(Polygon outlines for photos)
• • • •
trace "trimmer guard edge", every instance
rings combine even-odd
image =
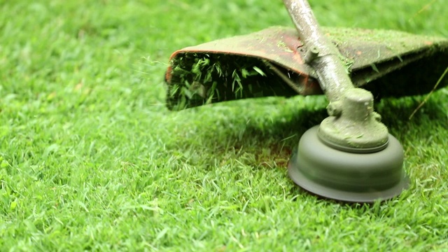
[[[323,29],[339,49],[354,85],[376,97],[428,92],[448,66],[444,38]],[[316,74],[307,64],[308,51],[295,29],[282,27],[178,50],[165,76],[167,106],[179,110],[237,99],[321,94]],[[438,88],[447,85],[445,78]]]

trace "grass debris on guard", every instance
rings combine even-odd
[[[374,111],[374,97],[430,92],[448,66],[448,40],[320,27],[306,0],[284,2],[295,29],[274,27],[174,52],[165,76],[168,108],[325,94],[329,116],[300,139],[290,177],[342,201],[399,195],[408,183],[402,147]],[[447,85],[445,78],[437,88]]]

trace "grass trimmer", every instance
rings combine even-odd
[[[407,186],[402,147],[374,111],[374,97],[431,91],[448,66],[448,40],[320,27],[306,0],[284,2],[295,29],[274,27],[174,52],[166,74],[169,108],[323,93],[329,116],[301,137],[290,177],[342,201],[399,195]]]

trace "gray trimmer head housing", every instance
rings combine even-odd
[[[290,177],[337,200],[398,195],[408,183],[403,150],[374,111],[374,95],[431,91],[448,66],[448,40],[321,28],[306,0],[284,2],[295,29],[271,27],[174,52],[165,76],[168,108],[325,94],[329,116],[300,139],[288,165]],[[447,85],[444,79],[438,88]]]

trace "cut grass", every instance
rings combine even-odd
[[[448,36],[444,1],[428,3],[311,1],[323,25]],[[448,250],[446,88],[412,121],[423,97],[377,104],[410,188],[345,204],[286,175],[323,97],[164,106],[172,52],[291,26],[281,1],[0,4],[2,250]]]

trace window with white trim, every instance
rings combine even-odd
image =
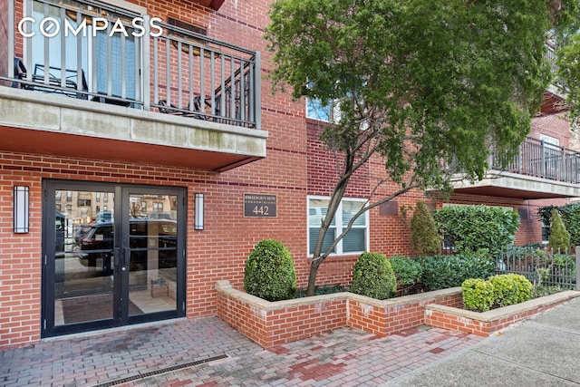
[[[320,232],[320,225],[326,216],[328,209],[328,197],[308,197],[308,255],[312,255]],[[324,236],[323,252],[325,252],[337,236],[343,233],[354,214],[365,204],[364,198],[343,198]],[[341,239],[334,249],[334,255],[360,254],[368,251],[369,246],[369,217],[362,213],[356,218],[353,227]]]

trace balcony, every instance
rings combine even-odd
[[[454,192],[523,199],[580,197],[580,152],[527,139],[511,160],[492,155],[481,181],[458,179]]]
[[[126,5],[0,0],[0,149],[215,171],[266,157],[260,53]]]

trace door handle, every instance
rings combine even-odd
[[[129,263],[130,262],[130,248],[125,247],[125,254],[123,254],[123,266],[129,267]]]
[[[121,248],[115,247],[112,249],[112,255],[114,256],[114,265],[115,266],[118,266],[119,265],[121,265]]]

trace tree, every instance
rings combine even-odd
[[[422,200],[417,202],[413,218],[411,219],[411,242],[417,254],[427,256],[441,254],[442,237],[433,216]]]
[[[340,111],[321,135],[340,171],[314,248],[308,295],[321,263],[362,212],[412,189],[449,189],[453,171],[482,179],[492,146],[513,154],[548,85],[546,32],[577,1],[273,3],[266,38],[274,90],[289,86],[295,98],[333,102]],[[367,206],[323,251],[349,179],[372,158],[382,160],[384,176],[373,177]],[[398,189],[374,197],[387,181]]]
[[[557,209],[552,209],[552,231],[548,247],[555,250],[561,250],[564,253],[570,248],[570,233],[566,229],[560,213]]]
[[[580,128],[580,34],[570,38],[557,53],[557,73],[565,92],[573,128]]]

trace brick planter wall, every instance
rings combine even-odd
[[[425,324],[427,305],[461,305],[459,287],[384,301],[344,292],[276,302],[236,290],[229,281],[216,288],[218,315],[265,348],[345,326],[384,336]]]
[[[380,336],[425,324],[425,305],[437,304],[459,307],[461,288],[438,290],[380,301],[349,295],[348,326]]]
[[[570,290],[485,313],[466,311],[440,305],[429,305],[425,306],[425,324],[479,336],[488,336],[512,324],[577,296],[580,296],[580,292]]]

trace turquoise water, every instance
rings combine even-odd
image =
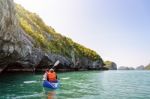
[[[57,90],[42,87],[42,74],[0,75],[0,99],[150,99],[150,71],[59,73]]]

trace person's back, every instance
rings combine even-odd
[[[57,81],[57,75],[56,75],[56,73],[54,72],[53,69],[50,69],[50,71],[48,72],[47,76],[48,76],[48,80],[50,82],[56,82]]]
[[[48,69],[45,71],[45,73],[43,75],[43,80],[47,80],[47,73],[48,73]]]

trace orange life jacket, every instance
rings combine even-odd
[[[56,73],[55,72],[48,72],[47,77],[49,81],[56,81]]]

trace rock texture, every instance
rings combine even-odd
[[[117,65],[114,62],[111,61],[105,61],[104,62],[106,68],[108,68],[109,70],[117,70]]]
[[[48,41],[53,38],[45,33]],[[66,57],[35,46],[36,41],[20,26],[13,0],[0,0],[0,72],[36,71],[60,60],[57,70],[100,69],[102,60],[87,57]],[[112,68],[116,69],[113,63]]]

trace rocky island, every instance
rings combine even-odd
[[[0,72],[102,69],[100,55],[57,33],[13,0],[0,0]]]

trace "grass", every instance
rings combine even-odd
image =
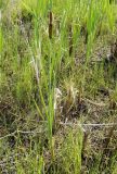
[[[0,1],[1,173],[116,174],[116,10]]]

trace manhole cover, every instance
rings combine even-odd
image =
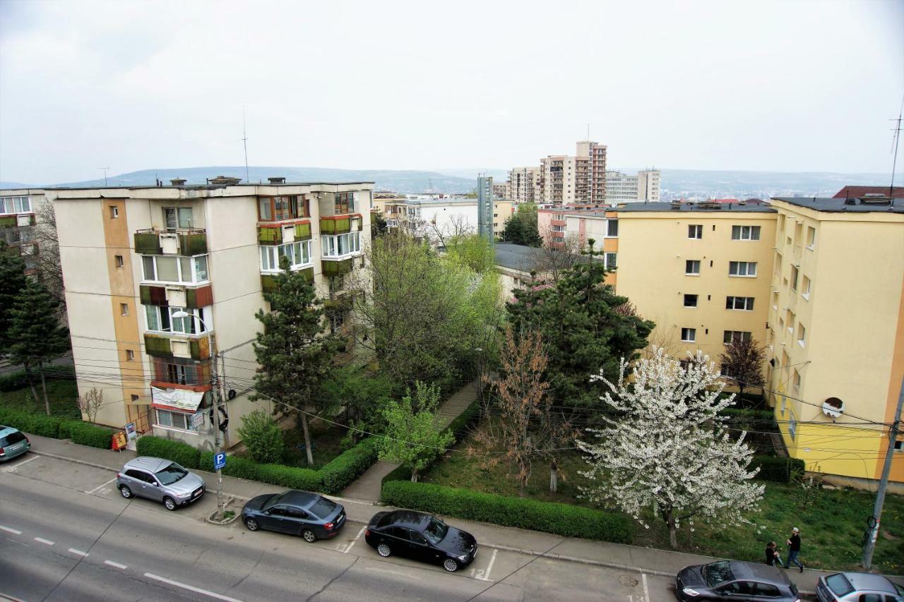
[[[639,583],[637,581],[637,579],[636,579],[635,578],[631,577],[630,575],[622,575],[621,577],[618,578],[618,581],[623,586],[626,586],[626,587],[628,587],[628,588],[634,588],[635,586],[637,585],[637,583]]]

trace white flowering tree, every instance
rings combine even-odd
[[[590,466],[581,474],[596,482],[583,495],[614,502],[646,528],[641,513],[650,509],[673,548],[681,523],[692,531],[694,517],[749,523],[745,514],[758,511],[764,487],[748,469],[747,433],[733,441],[718,414],[734,396],[719,400],[724,384],[709,356],[698,351],[680,362],[659,348],[636,362],[633,382],[627,368],[623,361],[616,384],[593,377],[608,388],[600,399],[615,412],[604,417],[607,428],[588,429],[596,441],[578,441]]]

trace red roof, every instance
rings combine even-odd
[[[835,193],[833,199],[856,199],[864,194],[888,194],[889,186],[844,186]],[[895,199],[904,198],[904,186],[895,186],[891,189],[891,196]]]

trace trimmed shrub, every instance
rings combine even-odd
[[[749,468],[759,468],[757,478],[776,483],[791,483],[796,473],[801,475],[805,470],[804,460],[794,457],[777,457],[775,456],[754,456]]]
[[[173,460],[176,464],[181,464],[185,468],[200,468],[201,452],[181,441],[171,441],[160,437],[138,437],[136,442],[136,449],[138,456],[154,456]],[[211,456],[211,466],[213,466],[213,456]]]
[[[69,420],[69,434],[72,443],[99,449],[109,449],[112,447],[114,433],[112,428],[99,427],[90,422],[78,420]]]
[[[634,538],[634,523],[629,517],[620,513],[484,494],[428,483],[384,483],[381,500],[401,508],[542,531],[565,537],[581,537],[616,543],[631,543]]]
[[[374,437],[363,439],[317,471],[323,491],[327,494],[338,494],[376,461],[376,440]]]

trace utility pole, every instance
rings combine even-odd
[[[885,452],[885,466],[882,466],[882,478],[879,482],[879,491],[876,492],[876,505],[870,517],[870,530],[867,531],[866,543],[863,545],[863,568],[869,569],[872,564],[872,550],[876,548],[876,538],[879,536],[879,522],[882,518],[882,504],[885,503],[885,490],[889,487],[889,473],[891,472],[891,460],[895,455],[895,440],[898,438],[898,425],[901,420],[901,406],[904,405],[904,378],[901,378],[901,388],[898,393],[898,408],[895,409],[895,420],[891,423],[891,432],[889,433],[889,448]]]

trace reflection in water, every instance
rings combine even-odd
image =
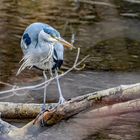
[[[94,0],[1,0],[0,81],[20,83],[21,85],[21,83],[28,84],[41,79],[38,70],[26,70],[19,77],[15,77],[19,68],[18,62],[22,58],[19,47],[20,37],[27,25],[37,21],[54,26],[68,41],[71,39],[71,34],[74,33],[76,35],[75,46],[81,47],[81,57],[90,54],[90,59],[85,62],[87,69],[139,70],[139,9],[140,3],[134,0],[96,2]],[[75,51],[66,51],[65,65],[72,65],[74,58]],[[140,80],[139,73],[85,72],[76,75],[69,74],[64,82],[62,80],[67,98]],[[53,83],[51,86],[54,86]],[[73,93],[71,89],[73,89]],[[50,88],[49,92],[54,93],[49,98],[53,98],[51,99],[53,101],[56,100],[56,98],[54,99],[56,89]],[[42,102],[42,95],[36,93],[30,93],[30,97],[26,98],[13,97],[11,101]],[[31,96],[33,100],[31,100]],[[136,120],[138,119],[136,118]],[[119,122],[120,127],[124,125],[120,120]],[[136,125],[134,124],[134,126]],[[119,127],[116,127],[115,130],[117,128]],[[102,139],[106,133],[113,133],[113,130],[111,127],[109,130],[101,131],[91,137]],[[124,129],[121,130],[124,131]],[[120,131],[117,132],[118,135],[122,135]],[[126,135],[129,132],[126,131]],[[43,137],[43,135],[46,134],[41,136]],[[115,137],[115,135],[113,136]],[[109,139],[108,136],[106,139]]]

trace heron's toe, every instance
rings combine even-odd
[[[58,102],[58,105],[62,105],[66,102],[66,100],[63,98],[63,97],[60,97],[59,98],[59,102]]]

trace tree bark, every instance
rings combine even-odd
[[[92,113],[92,116],[95,118],[128,113],[131,111],[140,111],[140,99],[138,98],[140,98],[140,83],[134,85],[121,85],[115,88],[89,93],[87,95],[73,98],[70,101],[67,101],[65,104],[59,105],[57,108],[52,109],[51,111],[46,111],[24,127],[15,129],[15,131],[10,131],[9,136],[15,137],[15,135],[24,136],[25,134],[33,135],[39,133],[42,126],[52,126],[61,120],[68,119],[82,111]],[[117,104],[112,105],[114,103]],[[26,104],[23,104],[21,107],[24,105]],[[30,107],[26,106],[25,108],[32,108],[33,106],[34,104],[31,104]],[[37,106],[40,108],[39,105]],[[33,109],[32,113],[34,113],[35,110]]]
[[[92,106],[94,106],[95,108],[99,106],[137,99],[139,97],[140,83],[133,85],[121,85],[118,87],[72,98],[63,106],[59,106],[58,108],[53,110],[53,112],[57,112],[57,114],[62,114],[62,116],[65,115],[65,118],[67,118]],[[56,104],[46,104],[46,107],[48,106],[54,107],[56,106]],[[2,118],[35,118],[40,112],[40,108],[41,104],[0,102],[0,112]]]

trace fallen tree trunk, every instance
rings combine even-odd
[[[33,119],[40,112],[42,104],[0,102],[1,118],[4,119]],[[46,108],[56,104],[46,104]]]
[[[86,111],[83,113],[81,112],[80,114],[76,115],[76,118],[83,119],[83,121],[85,121],[85,118],[90,119],[90,120],[92,119],[92,123],[96,124],[96,127],[95,127],[96,128],[95,132],[96,132],[98,130],[97,128],[101,127],[100,124],[96,123],[97,119],[102,118],[100,120],[108,120],[107,118],[110,118],[110,117],[115,119],[115,117],[117,118],[118,115],[127,114],[127,113],[135,112],[135,111],[140,111],[140,99],[131,100],[124,103],[118,103],[118,104],[114,104],[110,106],[104,106],[104,107],[101,107],[98,109],[92,109],[91,111]],[[29,139],[32,136],[37,137],[43,130],[46,130],[46,128],[49,129],[49,128],[55,127],[55,126],[49,127],[50,125],[49,126],[46,125],[46,127],[42,127],[40,123],[41,123],[41,120],[40,121],[38,120],[36,124],[33,125],[33,121],[31,121],[24,127],[15,129],[15,131],[11,131],[8,135],[14,138],[15,140],[19,138],[20,139],[25,138],[25,136],[27,137],[27,139]],[[92,129],[94,130],[94,127]],[[49,131],[49,133],[51,133],[51,130]]]
[[[10,131],[9,136],[15,137],[15,135],[24,136],[27,134],[37,134],[40,132],[40,130],[42,130],[42,126],[54,125],[63,119],[70,118],[75,114],[78,114],[82,111],[88,111],[89,109],[92,109],[92,113],[95,114],[93,115],[95,118],[99,116],[107,116],[107,114],[116,115],[130,111],[140,111],[140,100],[136,100],[138,98],[140,98],[140,83],[134,85],[118,86],[115,88],[79,96],[71,99],[64,105],[60,105],[49,112],[43,113],[39,116],[39,118],[33,120],[24,127]],[[113,104],[122,101],[128,102],[113,105],[115,107],[110,105],[99,109],[98,106],[98,109],[95,109],[97,108],[98,103]],[[31,106],[33,105],[34,104],[31,104]],[[94,107],[94,110],[92,107]]]
[[[137,98],[140,98],[140,83],[133,85],[121,85],[72,98],[70,101],[66,102],[64,106],[59,106],[55,111],[53,110],[53,112],[62,114],[62,116],[65,115],[65,117],[70,117],[71,115],[79,113],[80,111],[92,106],[95,108],[101,105],[109,105]],[[56,104],[46,105],[46,107],[48,106],[54,107]],[[40,108],[41,104],[0,102],[0,112],[2,118],[35,118],[40,112]],[[64,110],[65,113],[62,113]]]
[[[38,122],[53,125],[62,119],[67,119],[83,110],[97,106],[98,103],[117,103],[137,99],[140,97],[140,83],[134,85],[121,85],[115,88],[79,96],[58,106],[56,109],[45,112],[39,117]]]
[[[90,93],[84,96],[79,96],[66,102],[64,105],[58,106],[49,112],[45,112],[40,117],[23,128],[12,131],[10,136],[15,135],[33,135],[40,132],[42,126],[50,126],[60,122],[62,119],[67,119],[81,111],[88,111],[92,109],[92,113],[95,118],[104,117],[108,115],[117,115],[122,113],[128,113],[131,111],[140,111],[140,100],[136,98],[140,97],[140,84],[119,86],[95,93]],[[102,108],[95,109],[97,103],[121,102],[133,99],[128,102],[118,103]],[[91,108],[91,107],[94,107]],[[95,114],[95,115],[94,115]]]

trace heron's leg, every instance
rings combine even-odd
[[[58,92],[59,92],[59,102],[58,104],[63,104],[65,102],[65,99],[62,95],[61,87],[60,87],[60,82],[59,82],[59,77],[58,77],[58,72],[55,70],[55,76],[56,76],[56,82],[57,82],[57,87],[58,87]]]
[[[46,75],[45,71],[43,71],[43,76],[44,76],[45,81],[47,81],[47,75]],[[46,91],[47,91],[47,86],[48,86],[48,83],[46,83],[45,86],[44,86],[44,98],[43,98],[42,111],[46,110]]]

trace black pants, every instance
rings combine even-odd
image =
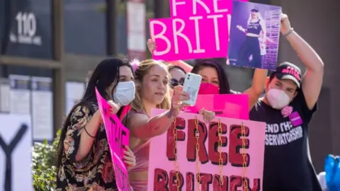
[[[249,63],[250,55],[252,55],[253,59]],[[259,37],[246,36],[246,40],[239,50],[237,64],[242,66],[262,68]]]

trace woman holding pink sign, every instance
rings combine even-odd
[[[131,103],[131,110],[123,122],[130,133],[130,146],[137,158],[136,166],[129,173],[131,186],[135,191],[147,190],[149,139],[165,133],[175,117],[185,106],[181,101],[188,100],[182,86],[174,88],[170,98],[170,76],[166,66],[159,61],[142,62],[135,71],[136,94]],[[163,114],[152,116],[152,108],[167,110]],[[213,113],[203,110],[204,117],[210,121]]]
[[[110,111],[135,98],[132,69],[128,60],[108,59],[91,75],[83,98],[71,110],[62,129],[57,164],[56,190],[118,190],[112,159],[95,88],[110,100]],[[135,166],[126,147],[125,163]]]

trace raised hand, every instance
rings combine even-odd
[[[290,22],[289,22],[288,16],[286,14],[281,13],[281,23],[280,31],[283,35],[287,34],[292,28]]]
[[[177,86],[174,88],[174,96],[171,98],[171,108],[170,113],[172,116],[177,116],[183,107],[188,106],[182,103],[183,100],[188,100],[189,96],[186,92],[183,91],[182,86]]]

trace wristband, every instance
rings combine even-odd
[[[288,37],[289,35],[290,35],[294,31],[294,28],[290,28],[288,31],[288,33],[283,34],[284,37]]]

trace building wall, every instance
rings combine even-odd
[[[317,171],[323,170],[328,154],[340,154],[340,69],[339,60],[339,28],[332,18],[340,16],[336,0],[272,0],[281,6],[292,27],[319,54],[324,63],[324,77],[319,98],[318,111],[310,126],[310,148]],[[280,40],[279,60],[288,61],[303,69],[299,57],[285,39]]]
[[[162,2],[165,1],[165,2]],[[324,85],[319,99],[318,109],[310,127],[310,147],[317,171],[322,170],[324,158],[328,154],[340,154],[340,117],[337,112],[340,105],[340,76],[338,71],[340,54],[338,53],[339,38],[336,24],[330,23],[332,18],[340,16],[340,8],[336,0],[256,0],[256,3],[281,6],[289,16],[292,26],[319,53],[325,64]],[[154,1],[154,16],[169,17],[166,1]],[[279,62],[288,61],[304,69],[299,57],[282,36]],[[89,71],[103,57],[82,56],[67,54],[66,76],[68,81],[82,81]],[[251,69],[227,66],[232,88],[242,91],[251,82]]]
[[[254,3],[272,4],[283,7],[288,15],[292,26],[313,47],[324,62],[324,78],[319,96],[318,111],[310,126],[310,149],[315,169],[323,170],[324,160],[328,154],[340,154],[340,88],[339,71],[340,54],[339,28],[337,23],[331,23],[332,18],[340,16],[340,7],[336,0],[250,0]],[[169,17],[167,2],[158,4],[156,16]],[[305,69],[301,61],[289,42],[280,37],[278,62],[288,61]],[[251,69],[227,66],[226,71],[232,88],[242,91],[251,83]]]

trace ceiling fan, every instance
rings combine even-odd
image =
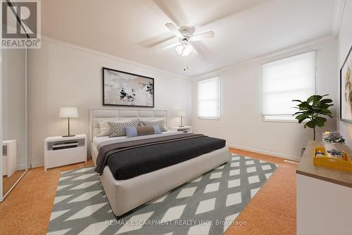
[[[192,46],[193,42],[212,38],[215,36],[215,33],[213,31],[208,31],[201,34],[192,35],[190,28],[182,27],[178,29],[172,23],[168,23],[165,26],[179,38],[179,42],[168,45],[163,49],[170,49],[176,46],[176,51],[179,55],[182,56],[188,56],[192,51],[196,51],[194,47]]]

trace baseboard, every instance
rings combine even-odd
[[[262,149],[244,147],[244,146],[241,146],[239,145],[232,144],[227,144],[227,146],[229,147],[232,147],[232,148],[239,148],[239,149],[242,149],[242,150],[245,150],[245,151],[251,151],[251,152],[254,152],[254,153],[257,153],[270,155],[272,155],[274,157],[278,157],[278,158],[288,159],[288,160],[294,160],[294,161],[297,161],[297,162],[299,162],[301,160],[300,157],[296,157],[296,156],[294,156],[294,155],[282,154],[282,153],[279,153],[270,152],[270,151],[265,151],[265,150],[262,150]]]
[[[43,167],[43,166],[44,166],[44,163],[30,163],[30,168],[39,167]]]
[[[26,165],[25,164],[23,165],[19,165],[16,167],[16,170],[25,170]]]

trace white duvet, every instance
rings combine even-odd
[[[149,135],[144,135],[135,137],[118,136],[118,137],[110,138],[109,136],[99,136],[99,137],[94,136],[93,138],[93,144],[96,146],[96,149],[99,151],[101,146],[109,144],[125,142],[137,139],[149,139],[149,138],[153,138],[166,135],[180,134],[183,134],[183,132],[167,131],[167,132],[163,132],[161,134],[149,134]]]

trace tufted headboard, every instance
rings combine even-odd
[[[89,136],[91,142],[94,136],[95,129],[99,128],[99,124],[96,121],[98,118],[113,118],[127,119],[133,118],[165,118],[165,122],[168,120],[168,111],[156,110],[122,110],[115,108],[92,108],[89,110]],[[166,124],[166,126],[167,124]]]

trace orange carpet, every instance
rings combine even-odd
[[[233,153],[280,165],[225,234],[296,234],[296,167],[283,159],[240,150]],[[44,172],[31,169],[0,203],[0,234],[45,234],[61,171],[92,165],[74,164]]]
[[[296,165],[282,158],[230,148],[232,153],[279,163],[279,168],[241,212],[225,234],[296,234]]]

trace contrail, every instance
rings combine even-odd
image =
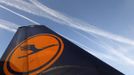
[[[19,26],[14,23],[0,19],[0,28],[1,29],[5,29],[5,30],[11,31],[11,32],[16,32],[18,27]]]
[[[50,20],[56,21],[58,23],[61,23],[62,21],[58,20],[57,18],[52,17],[51,15],[45,13],[43,10],[39,9],[37,6],[28,3],[23,0],[0,0],[1,4],[5,4],[11,7],[14,7],[16,9],[22,10],[24,12],[37,15],[40,17],[45,17]]]
[[[106,31],[103,31],[101,29],[98,29],[96,27],[91,26],[90,24],[83,22],[78,19],[70,18],[68,16],[63,15],[62,13],[59,13],[53,9],[48,8],[47,6],[41,4],[37,0],[30,0],[33,4],[35,4],[37,7],[39,7],[42,10],[39,10],[37,7],[34,5],[21,1],[21,0],[1,0],[0,3],[4,3],[6,5],[15,7],[19,10],[23,10],[25,12],[37,15],[37,16],[42,16],[45,18],[49,18],[55,22],[58,22],[60,24],[64,24],[73,28],[80,29],[82,31],[85,31],[87,33],[93,33],[99,36],[103,36],[105,38],[109,38],[121,43],[126,43],[129,45],[134,45],[134,40],[115,35]]]
[[[11,12],[11,13],[13,13],[13,14],[15,14],[15,15],[17,15],[17,16],[20,16],[20,17],[26,19],[26,20],[28,20],[28,21],[34,23],[34,24],[38,24],[38,25],[39,25],[38,22],[33,21],[32,19],[30,19],[30,18],[28,18],[28,17],[26,17],[26,16],[24,16],[24,15],[21,15],[21,14],[15,12],[15,11],[12,11],[12,10],[10,10],[9,8],[7,8],[7,7],[3,6],[3,5],[0,5],[0,7],[3,8],[3,9],[5,9],[5,10],[7,10],[7,11],[9,11],[9,12]]]
[[[40,9],[44,10],[46,13],[52,15],[53,17],[56,17],[57,19],[64,21],[67,25],[69,25],[71,27],[83,30],[83,31],[88,32],[88,33],[94,33],[96,35],[100,35],[100,36],[103,36],[103,37],[106,37],[106,38],[109,38],[109,39],[112,39],[112,40],[115,40],[118,42],[134,45],[134,40],[130,40],[130,39],[127,39],[125,37],[118,36],[118,35],[100,30],[96,27],[91,27],[91,25],[88,23],[82,22],[80,20],[77,21],[77,19],[72,19],[72,18],[69,18],[67,16],[64,16],[63,14],[41,4],[37,0],[30,0],[30,1],[33,4],[35,4],[37,7],[39,7]]]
• • • •
_CHALLENGE:_
How many lines of the records above contain the string "grass"? Matches must have the same case, and the reply is only the number.

_FULL SOLUTION:_
4